> Goal
Could you reproduce the records below word for word, omitting the pictures?

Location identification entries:
++++

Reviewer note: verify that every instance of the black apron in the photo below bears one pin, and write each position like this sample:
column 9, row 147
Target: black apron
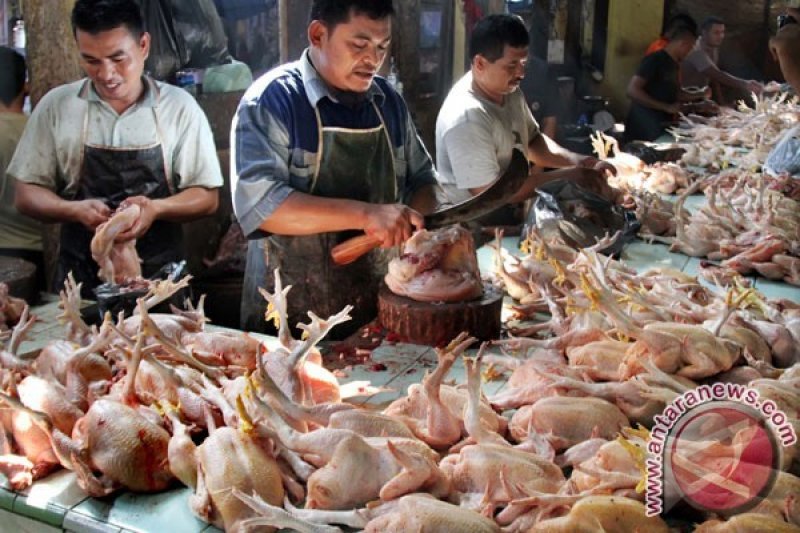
column 357, row 164
column 112, row 174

++++

> Task response
Reviewer note: verify that every instance of the black apron in the photo below bears one pin, and write each position like this sample:
column 9, row 147
Target: black apron
column 357, row 164
column 112, row 174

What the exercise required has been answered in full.